* start Supplied records *
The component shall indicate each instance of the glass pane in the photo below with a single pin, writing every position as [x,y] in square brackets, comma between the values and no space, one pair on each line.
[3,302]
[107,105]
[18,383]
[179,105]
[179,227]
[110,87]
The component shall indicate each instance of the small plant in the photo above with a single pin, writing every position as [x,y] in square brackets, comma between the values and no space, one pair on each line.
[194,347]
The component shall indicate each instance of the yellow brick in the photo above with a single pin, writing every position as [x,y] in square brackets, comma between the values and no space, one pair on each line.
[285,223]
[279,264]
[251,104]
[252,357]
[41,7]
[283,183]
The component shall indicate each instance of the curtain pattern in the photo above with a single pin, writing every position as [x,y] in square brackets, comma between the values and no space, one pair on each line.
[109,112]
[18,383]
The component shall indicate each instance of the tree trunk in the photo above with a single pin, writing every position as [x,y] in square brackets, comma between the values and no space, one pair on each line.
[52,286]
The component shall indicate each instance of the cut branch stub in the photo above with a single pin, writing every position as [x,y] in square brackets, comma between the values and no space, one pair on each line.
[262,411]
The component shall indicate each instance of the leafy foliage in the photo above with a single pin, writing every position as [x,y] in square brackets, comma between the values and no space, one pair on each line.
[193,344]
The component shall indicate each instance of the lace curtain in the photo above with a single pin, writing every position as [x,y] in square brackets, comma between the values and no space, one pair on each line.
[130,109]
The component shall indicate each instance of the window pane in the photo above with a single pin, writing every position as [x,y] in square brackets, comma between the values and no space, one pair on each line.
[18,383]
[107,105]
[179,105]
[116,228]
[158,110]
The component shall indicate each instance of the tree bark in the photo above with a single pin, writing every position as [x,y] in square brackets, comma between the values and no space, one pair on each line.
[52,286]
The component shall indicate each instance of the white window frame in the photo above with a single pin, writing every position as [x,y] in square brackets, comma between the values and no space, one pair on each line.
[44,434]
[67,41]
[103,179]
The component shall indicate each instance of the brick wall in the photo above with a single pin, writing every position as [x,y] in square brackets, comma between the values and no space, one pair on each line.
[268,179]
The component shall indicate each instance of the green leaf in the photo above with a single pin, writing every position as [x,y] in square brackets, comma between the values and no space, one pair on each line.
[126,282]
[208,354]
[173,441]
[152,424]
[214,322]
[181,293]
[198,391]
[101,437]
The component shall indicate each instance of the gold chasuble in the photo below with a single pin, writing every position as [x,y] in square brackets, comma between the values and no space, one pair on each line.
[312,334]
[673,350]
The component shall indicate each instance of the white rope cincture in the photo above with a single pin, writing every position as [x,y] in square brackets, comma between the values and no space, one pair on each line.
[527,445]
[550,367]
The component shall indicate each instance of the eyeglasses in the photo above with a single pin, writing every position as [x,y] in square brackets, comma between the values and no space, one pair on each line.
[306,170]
* end Supplied records *
* start Supplied records *
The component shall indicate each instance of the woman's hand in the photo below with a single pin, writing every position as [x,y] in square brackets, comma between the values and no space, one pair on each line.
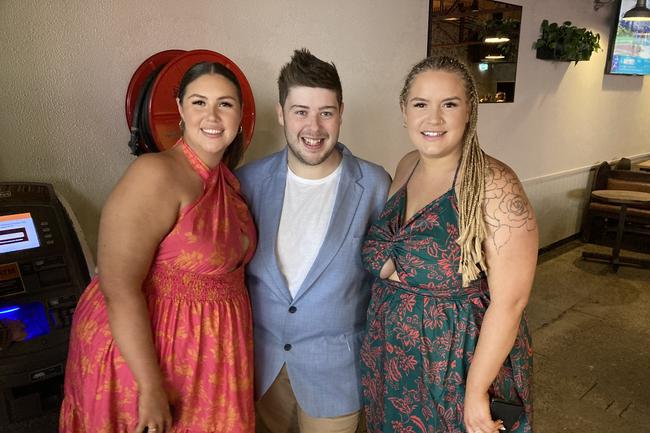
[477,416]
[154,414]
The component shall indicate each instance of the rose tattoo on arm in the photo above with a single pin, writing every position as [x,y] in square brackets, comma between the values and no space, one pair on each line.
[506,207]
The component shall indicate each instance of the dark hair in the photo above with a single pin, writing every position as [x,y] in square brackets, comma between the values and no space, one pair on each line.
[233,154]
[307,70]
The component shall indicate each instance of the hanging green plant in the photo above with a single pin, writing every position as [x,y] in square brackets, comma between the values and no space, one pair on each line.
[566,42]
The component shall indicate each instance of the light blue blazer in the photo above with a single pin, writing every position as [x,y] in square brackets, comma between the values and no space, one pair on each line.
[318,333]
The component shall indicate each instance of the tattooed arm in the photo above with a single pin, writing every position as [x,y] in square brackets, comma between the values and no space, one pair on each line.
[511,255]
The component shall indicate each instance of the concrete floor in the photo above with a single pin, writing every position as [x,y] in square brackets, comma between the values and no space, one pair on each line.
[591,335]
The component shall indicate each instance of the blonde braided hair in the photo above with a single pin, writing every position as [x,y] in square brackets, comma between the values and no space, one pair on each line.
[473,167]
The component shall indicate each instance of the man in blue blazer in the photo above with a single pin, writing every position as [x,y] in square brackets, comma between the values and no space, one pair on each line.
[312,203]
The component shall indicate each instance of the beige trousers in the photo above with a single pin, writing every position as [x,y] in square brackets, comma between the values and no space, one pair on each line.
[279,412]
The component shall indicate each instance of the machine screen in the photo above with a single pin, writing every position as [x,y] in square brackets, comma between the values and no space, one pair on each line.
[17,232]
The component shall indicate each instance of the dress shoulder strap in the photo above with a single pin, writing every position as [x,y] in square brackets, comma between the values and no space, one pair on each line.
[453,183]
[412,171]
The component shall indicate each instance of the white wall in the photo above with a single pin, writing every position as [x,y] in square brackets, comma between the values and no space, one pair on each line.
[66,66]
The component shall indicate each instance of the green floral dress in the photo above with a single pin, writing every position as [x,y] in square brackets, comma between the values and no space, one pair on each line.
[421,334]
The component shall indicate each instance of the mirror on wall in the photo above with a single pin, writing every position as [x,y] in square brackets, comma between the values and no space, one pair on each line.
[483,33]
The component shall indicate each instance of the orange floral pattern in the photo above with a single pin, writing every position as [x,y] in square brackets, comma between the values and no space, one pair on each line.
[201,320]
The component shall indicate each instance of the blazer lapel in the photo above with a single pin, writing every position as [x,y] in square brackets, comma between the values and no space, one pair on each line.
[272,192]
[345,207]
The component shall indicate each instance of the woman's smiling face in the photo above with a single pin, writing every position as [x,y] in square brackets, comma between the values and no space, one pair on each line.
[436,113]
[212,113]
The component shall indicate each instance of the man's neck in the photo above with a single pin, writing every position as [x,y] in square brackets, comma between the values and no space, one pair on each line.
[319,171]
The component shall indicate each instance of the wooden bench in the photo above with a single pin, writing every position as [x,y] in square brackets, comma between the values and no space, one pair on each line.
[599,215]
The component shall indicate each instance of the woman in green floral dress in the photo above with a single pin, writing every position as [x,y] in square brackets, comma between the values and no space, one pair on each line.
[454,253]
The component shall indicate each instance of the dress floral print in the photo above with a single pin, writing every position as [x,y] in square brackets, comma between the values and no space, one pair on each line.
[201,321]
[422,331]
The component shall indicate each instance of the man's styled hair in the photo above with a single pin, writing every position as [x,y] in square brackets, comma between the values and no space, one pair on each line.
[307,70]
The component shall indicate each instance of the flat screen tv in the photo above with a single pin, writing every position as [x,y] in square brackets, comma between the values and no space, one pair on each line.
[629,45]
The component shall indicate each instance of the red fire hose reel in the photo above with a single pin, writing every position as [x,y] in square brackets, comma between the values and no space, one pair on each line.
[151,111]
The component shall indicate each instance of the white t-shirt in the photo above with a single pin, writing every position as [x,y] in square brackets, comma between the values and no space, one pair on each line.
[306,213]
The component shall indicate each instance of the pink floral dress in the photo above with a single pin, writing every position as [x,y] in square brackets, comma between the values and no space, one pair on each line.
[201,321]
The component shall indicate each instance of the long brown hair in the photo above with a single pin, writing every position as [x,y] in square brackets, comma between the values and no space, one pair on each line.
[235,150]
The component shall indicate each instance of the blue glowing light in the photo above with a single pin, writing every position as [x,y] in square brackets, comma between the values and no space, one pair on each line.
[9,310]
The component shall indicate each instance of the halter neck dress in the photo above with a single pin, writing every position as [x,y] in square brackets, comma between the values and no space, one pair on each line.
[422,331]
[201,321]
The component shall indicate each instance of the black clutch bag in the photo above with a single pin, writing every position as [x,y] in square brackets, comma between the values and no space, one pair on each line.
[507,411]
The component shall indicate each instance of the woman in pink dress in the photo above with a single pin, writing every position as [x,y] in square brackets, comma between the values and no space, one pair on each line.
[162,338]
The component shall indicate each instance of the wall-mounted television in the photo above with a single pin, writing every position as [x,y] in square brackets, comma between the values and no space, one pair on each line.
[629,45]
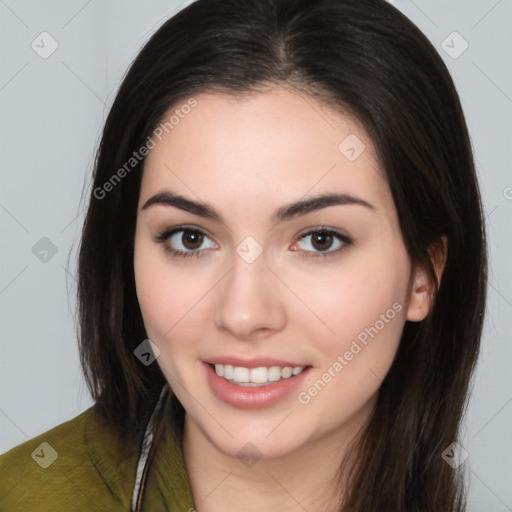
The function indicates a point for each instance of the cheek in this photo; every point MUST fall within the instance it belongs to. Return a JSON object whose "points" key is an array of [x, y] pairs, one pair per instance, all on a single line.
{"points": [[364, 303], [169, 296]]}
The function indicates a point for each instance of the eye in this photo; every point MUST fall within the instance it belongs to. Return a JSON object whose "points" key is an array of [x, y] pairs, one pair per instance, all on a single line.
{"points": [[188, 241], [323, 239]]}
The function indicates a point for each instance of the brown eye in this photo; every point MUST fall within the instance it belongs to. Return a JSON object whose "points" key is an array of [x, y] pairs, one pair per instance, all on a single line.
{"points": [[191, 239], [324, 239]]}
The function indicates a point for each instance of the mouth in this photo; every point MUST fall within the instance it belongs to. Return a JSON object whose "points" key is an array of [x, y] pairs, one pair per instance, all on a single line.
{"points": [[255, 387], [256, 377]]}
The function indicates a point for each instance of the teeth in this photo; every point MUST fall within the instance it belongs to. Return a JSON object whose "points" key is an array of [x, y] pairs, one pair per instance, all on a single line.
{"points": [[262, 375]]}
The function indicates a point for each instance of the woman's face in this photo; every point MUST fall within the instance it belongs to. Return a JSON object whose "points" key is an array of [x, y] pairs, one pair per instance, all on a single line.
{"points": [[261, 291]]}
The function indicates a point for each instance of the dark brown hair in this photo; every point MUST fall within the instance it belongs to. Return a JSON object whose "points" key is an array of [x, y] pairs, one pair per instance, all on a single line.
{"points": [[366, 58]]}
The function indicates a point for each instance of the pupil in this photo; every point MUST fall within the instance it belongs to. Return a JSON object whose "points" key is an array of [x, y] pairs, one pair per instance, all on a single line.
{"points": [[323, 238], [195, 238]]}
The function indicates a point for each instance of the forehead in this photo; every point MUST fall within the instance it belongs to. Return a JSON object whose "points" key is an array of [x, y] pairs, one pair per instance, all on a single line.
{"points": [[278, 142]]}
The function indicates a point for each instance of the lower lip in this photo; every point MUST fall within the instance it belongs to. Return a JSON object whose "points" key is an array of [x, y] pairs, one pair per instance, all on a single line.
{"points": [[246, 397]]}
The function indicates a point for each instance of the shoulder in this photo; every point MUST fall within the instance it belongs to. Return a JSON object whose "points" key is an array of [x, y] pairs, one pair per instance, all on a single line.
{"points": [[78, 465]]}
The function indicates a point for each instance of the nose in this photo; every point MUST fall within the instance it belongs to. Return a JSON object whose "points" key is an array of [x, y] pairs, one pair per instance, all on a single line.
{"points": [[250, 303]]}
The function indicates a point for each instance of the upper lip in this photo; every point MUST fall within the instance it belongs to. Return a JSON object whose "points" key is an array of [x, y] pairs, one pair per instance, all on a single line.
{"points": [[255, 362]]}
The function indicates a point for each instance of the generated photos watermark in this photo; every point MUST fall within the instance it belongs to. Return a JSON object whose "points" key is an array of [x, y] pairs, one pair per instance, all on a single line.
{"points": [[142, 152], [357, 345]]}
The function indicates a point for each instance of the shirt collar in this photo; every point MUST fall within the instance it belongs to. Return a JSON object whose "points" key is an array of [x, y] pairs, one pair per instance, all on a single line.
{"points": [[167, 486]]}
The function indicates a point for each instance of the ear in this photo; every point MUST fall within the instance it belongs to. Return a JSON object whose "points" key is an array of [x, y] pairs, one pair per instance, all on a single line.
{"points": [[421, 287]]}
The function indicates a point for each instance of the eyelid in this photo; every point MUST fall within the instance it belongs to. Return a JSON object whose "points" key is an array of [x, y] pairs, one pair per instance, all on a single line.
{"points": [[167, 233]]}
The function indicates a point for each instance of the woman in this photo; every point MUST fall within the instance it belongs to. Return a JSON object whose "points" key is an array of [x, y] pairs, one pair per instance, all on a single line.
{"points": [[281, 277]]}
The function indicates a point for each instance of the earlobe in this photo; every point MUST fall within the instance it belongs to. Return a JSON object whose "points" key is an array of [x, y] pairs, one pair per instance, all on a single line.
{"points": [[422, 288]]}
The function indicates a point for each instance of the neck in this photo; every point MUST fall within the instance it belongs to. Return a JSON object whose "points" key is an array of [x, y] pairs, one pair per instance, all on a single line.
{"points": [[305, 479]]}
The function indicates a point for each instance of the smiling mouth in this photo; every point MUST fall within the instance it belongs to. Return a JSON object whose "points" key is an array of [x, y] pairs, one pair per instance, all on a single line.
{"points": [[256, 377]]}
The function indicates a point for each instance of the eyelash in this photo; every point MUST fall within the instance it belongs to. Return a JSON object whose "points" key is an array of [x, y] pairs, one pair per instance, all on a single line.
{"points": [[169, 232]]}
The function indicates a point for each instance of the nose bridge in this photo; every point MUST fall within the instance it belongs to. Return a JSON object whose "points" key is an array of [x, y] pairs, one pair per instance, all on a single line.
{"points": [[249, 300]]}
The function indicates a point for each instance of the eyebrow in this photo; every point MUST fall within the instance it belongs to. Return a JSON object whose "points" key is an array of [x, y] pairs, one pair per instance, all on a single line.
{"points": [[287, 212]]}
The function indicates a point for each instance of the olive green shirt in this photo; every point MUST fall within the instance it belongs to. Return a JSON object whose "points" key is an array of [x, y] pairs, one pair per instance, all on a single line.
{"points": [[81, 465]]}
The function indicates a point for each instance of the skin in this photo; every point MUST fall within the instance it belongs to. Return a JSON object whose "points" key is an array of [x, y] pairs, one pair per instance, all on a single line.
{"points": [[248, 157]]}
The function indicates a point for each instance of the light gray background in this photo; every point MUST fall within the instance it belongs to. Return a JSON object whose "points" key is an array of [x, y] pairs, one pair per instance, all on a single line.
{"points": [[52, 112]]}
* end Supplied records *
Which lines in the entries above contain the word "pane"? Copy each such line in full.

### Answer for this exercise
The component shall indicate each instance of the glass pane in the photo below with a single pin, writing every position as [x,y] in square brackets, comma between the values and no space, one pair on each line.
The component shall indicate each instance of the window pane in the photo above with a single pin, writing every position as [x,y] in square brackets, comma between the values and no space, one pair on each line.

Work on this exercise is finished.